Énoncé >>
D'après l'extrait consacré au film « Les Misérables », en quelle année le collectif Kourtrajmé a-t-il été créé ?
+++ Extrait choisi +++
Signe(s) particulier(s) :

  • premier long métrage de Ladj Ly, qui a notamment œuvré auparavant dans le court métrage, notamment au sein du collectif Kourtrajmé, « Les Misérables » étant d’ailleurs l’adaptation d’un court métrage (2017) du même nom, lequel suivait le parcours difficile d’un membre de la Brigade Anti-Criminalité de Montfermeil (déjà avec Damien Bonnard, Djebril Didier Zonga et Alexis Manenti), dans une œuvre choc nommée au César du Meilleur court métrage en 2018 ;
  • film sélectionné pour représenter la France à l’Oscar du Meilleur film en langue étrangère 2020 ;
  • présenté en Sélection officielle au Festival de Cannes 2019, lequel en est reparti avec le Prix du Jury.

Résumé : Stéphane, tout juste arrivé de Cherbourg, intègre la Brigade Anti-Criminalité de Montfermeil, dans le 93. Il va faire la rencontre de ses nouveaux coéquipiers, Chris et Gwada, deux « Bacqueux » d’expérience. Il découvre rapidement les tensions entre les différents groupes du quartier. Alors qu’ils se trouvent débordés lors d’une interpellation, un drone filme leurs moindres faits et gestes...

La critique de Julien

Ladj Ly : ce nom ne vous dit peut-être rien, et pourtant. Véritable phénomène depuis sa présentation et son triomphe à Cannes en mai dernier, son premier film « Les Misérables » est bien parti pour remporter tout le succès qu’il mérite. Passionné de vidéo, le cinéaste est à l’origine un membre du collectif Kourtrajmé (verlant de « court métrage ») créé en 1994 par Kim Chapiron, Toumani Sangaré et Romain Gavras. Réalisateur de webs-documentaires tel que « 365 jours à Clichy-Montfermeil », tourné pendant les émeutes dans les banlieues françaises en 2005, mais également de documentaires tels que « Go Fast Connexion », « 365 jours au Mali » (co-réalisé avec Saïd Belktibia) ou « À Voix Haute : la Force de la Parole » (co-réalisé avec Stéphane de Freitas), Ladj Ly est aussi un adepte du « copwatch », soit une pratique qui consiste à filmer tout ce qui se passe dans son quartier de Montfermeil, là où il a grandi. C’est d’ailleurs comme cela qu’il en est venu à assister et à enregistrer une bavure policière, laquelle a inspiré son court « Mes Misérables » (2017), aujourd’hui adapté en long.

Cette histoire remonte alors au soir du 14 octobre 2008, à Montfermeil, en Seine-Saint-Denis, alors qu’une voiture de police circulait rue Pablo-Picasso, dans la cité des Bosquets, essuyant des tirs de mortier de feu d’artifice, et des jets de pierres. Deux policiers de la BAC (Brigade Anti-Criminalité) pénétrèrent alors dans un des immeubles de la rue, et interpellèrent Abdoulaye Fofana (un étudiant âgé de 20 ans à l’époque), qui regardait un match de foot à la télévision dans l’appartement familial. Ils le soupçonneront alors d’être l’auteur des jets de projectiles, lequel sera alors menotté, et frappé par les policiers à quatre reprises pendant la descente de l’immeuble. Or, Ladj Ly se trouvait sur les lieux au moment des faits, lui qui filmera la scène, avant de la partager au magazine d’actualité française « Rue89 ». Deux ans après les événements, les deux policiers en question furent condamnés à quatre mois de prison avec sursis, ainsi qu’à une amende de 3 600 euros de dommages et intérêts à leur victime, Abdoulaye Fofana. Et le pire là-dedans, c’est que cette histoire n’est qu’un cas parmi tant d’autres...
+++ Documents réunis +++
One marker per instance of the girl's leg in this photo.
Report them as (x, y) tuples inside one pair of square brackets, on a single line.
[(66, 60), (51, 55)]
+++
Corrigé >>
Le collectif Kourtrajmé a été créé en 1994.